Then, sensemaking cues appear to be salient and observable and await one’s attunement and detecting abilities for their appropriation. As such, occurrences that enable sensemaking are ‘talked into existence’ and have already happened (Weick et al., 2005: 409). They are rarely unarticulated, ineffable or absent. Observability and materiality of events seem to be the sine qua non infrastructure of sensemaking. However, why should ‘tangibles’ be the only cues that violate expectations? Why cannot counter-entitative instantiations act as sensemaking stimuli? Does this inattention to non-salient cues reflect what happens in social settings?
Indeed, ‘tangibles’ provide a basis to make sense of reality (e.g. intense experiences as means to embodied sensemaking; De Rond et al., 2019). However, so do aspects such as non-participation (Scott, 2018), loss (Holmes and Ehgartner, 2021), non-movement (Stanley et al., 2020) or non-knowledge (Mueller, 2018). For example, absences explain a non-inclusive environment and a disintegrating ethos therein as manifestation of sense loss. Thus, visibility of social reality is not equal to understanding it (Weick, 2020). To attain the latter, scholarly focus should not be only on those ‘visible’ cues. Rather, it should be on the story we try to make sense of; in an effort ‘to clarify what is going on’ (Maitlis and Christianson, 2014: 58).

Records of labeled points
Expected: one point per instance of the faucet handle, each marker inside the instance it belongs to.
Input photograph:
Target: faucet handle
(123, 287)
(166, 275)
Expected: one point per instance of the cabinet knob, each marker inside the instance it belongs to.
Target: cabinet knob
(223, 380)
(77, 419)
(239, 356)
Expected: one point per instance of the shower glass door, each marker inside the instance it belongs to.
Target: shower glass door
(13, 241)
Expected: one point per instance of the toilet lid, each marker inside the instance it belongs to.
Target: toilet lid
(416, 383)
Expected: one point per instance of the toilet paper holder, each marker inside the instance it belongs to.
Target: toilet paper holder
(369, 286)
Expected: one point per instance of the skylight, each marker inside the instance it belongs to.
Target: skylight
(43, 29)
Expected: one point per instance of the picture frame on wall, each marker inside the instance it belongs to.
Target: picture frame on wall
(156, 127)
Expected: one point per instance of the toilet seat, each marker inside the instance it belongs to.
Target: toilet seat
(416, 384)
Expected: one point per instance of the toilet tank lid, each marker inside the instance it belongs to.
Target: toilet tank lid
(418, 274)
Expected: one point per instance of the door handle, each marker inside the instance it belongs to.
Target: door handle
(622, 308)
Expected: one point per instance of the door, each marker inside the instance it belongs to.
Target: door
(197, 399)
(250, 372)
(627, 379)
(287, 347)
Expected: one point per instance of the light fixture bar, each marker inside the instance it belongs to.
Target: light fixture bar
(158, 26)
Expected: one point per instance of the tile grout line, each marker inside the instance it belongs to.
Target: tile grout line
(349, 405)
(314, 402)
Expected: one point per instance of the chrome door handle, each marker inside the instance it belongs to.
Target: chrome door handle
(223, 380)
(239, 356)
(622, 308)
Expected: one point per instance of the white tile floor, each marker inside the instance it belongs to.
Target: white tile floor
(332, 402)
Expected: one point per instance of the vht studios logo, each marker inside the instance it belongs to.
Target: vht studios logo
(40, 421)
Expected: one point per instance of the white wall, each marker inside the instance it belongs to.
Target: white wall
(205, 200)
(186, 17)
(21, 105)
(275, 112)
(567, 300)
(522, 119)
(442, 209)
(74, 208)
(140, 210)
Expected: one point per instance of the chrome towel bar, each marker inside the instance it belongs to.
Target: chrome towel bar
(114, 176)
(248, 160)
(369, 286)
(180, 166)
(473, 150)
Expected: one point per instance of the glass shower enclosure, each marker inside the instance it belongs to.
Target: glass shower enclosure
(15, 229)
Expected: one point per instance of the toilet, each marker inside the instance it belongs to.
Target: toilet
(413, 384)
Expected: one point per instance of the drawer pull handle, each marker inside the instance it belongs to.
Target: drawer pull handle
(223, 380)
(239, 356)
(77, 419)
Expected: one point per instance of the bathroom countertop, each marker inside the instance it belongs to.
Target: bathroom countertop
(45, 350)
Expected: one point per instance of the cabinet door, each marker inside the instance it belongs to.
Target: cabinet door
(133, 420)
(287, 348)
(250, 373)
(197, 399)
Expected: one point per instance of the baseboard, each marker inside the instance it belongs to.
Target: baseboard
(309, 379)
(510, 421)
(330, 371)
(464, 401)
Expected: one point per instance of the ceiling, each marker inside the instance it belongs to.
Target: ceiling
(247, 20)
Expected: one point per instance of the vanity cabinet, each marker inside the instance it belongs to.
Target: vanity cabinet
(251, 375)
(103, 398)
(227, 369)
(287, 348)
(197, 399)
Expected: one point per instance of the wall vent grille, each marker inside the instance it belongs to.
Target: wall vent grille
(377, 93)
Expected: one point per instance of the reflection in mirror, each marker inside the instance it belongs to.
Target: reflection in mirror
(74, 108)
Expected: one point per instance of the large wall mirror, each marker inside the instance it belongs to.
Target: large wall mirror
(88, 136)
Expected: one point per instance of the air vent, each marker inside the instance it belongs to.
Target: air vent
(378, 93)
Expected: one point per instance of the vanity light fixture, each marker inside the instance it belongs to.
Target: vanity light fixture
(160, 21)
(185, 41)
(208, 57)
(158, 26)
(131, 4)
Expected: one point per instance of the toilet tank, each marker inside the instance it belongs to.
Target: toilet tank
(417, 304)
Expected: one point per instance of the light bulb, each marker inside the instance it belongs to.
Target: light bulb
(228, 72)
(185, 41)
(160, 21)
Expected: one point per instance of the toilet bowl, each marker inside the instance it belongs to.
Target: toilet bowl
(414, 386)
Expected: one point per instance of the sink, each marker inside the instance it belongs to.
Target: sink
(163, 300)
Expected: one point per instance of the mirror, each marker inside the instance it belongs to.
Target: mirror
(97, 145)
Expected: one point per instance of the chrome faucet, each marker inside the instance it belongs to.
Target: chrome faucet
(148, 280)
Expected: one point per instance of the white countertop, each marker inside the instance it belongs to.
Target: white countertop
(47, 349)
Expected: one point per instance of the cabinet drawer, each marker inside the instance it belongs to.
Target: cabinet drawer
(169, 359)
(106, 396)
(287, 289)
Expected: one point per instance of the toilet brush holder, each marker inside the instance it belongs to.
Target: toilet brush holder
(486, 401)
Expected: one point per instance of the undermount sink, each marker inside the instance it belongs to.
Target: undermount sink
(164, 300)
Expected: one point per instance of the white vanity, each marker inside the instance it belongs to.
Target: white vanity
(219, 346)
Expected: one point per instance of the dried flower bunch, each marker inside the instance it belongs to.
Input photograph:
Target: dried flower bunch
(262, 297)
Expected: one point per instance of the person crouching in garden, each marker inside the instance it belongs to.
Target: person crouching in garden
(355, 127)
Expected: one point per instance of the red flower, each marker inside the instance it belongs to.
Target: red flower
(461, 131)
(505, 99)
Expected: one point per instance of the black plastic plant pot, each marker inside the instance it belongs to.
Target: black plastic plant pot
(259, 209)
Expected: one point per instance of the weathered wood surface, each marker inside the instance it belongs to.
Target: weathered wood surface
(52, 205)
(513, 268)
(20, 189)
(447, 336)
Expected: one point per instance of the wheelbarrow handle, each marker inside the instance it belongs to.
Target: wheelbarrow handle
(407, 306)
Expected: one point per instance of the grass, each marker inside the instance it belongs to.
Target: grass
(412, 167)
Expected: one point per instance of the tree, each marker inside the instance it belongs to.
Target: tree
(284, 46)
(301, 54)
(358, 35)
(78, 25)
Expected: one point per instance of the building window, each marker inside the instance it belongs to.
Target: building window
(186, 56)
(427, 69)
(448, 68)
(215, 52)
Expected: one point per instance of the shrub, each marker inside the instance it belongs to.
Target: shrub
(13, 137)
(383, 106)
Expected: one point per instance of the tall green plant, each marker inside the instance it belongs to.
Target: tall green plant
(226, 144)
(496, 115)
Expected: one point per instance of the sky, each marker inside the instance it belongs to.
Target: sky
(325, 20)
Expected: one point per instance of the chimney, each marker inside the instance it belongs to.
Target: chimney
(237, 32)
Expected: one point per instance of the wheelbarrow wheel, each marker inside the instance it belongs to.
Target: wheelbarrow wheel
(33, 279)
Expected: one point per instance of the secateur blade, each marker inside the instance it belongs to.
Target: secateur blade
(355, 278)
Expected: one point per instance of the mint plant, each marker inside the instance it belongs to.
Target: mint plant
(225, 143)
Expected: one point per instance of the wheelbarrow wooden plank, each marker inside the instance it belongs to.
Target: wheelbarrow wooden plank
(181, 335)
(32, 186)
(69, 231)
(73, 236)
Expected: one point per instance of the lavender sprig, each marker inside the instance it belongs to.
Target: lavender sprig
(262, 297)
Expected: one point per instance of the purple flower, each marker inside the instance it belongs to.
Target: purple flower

- What to work on
Reproduce the passage on sensemaking cues above in full, word for word.

- Result for this task
Then, sensemaking cues appear to be salient and observable and await one’s attunement and detecting abilities for their appropriation. As such, occurrences that enable sensemaking are ‘talked into existence’ and have already happened (Weick et al., 2005: 409). They are rarely unarticulated, ineffable or absent. Observability and materiality of events seem to be the sine qua non infrastructure of sensemaking. However, why should ‘tangibles’ be the only cues that violate expectations? Why cannot counter-entitative instantiations act as sensemaking stimuli? Does this inattention to non-salient cues reflect what happens in social settings?
Indeed, ‘tangibles’ provide a basis to make sense of reality (e.g. intense experiences as means to embodied sensemaking; De Rond et al., 2019). However, so do aspects such as non-participation (Scott, 2018), loss (Holmes and Ehgartner, 2021), non-movement (Stanley et al., 2020) or non-knowledge (Mueller, 2018). For example, absences explain a non-inclusive environment and a disintegrating ethos therein as manifestation of sense loss. Thus, visibility of social reality is not equal to understanding it (Weick, 2020). To attain the latter, scholarly focus should not be only on those ‘visible’ cues. Rather, it should be on the story we try to make sense of; in an effort ‘to clarify what is going on’ (Maitlis and Christianson, 2014: 58).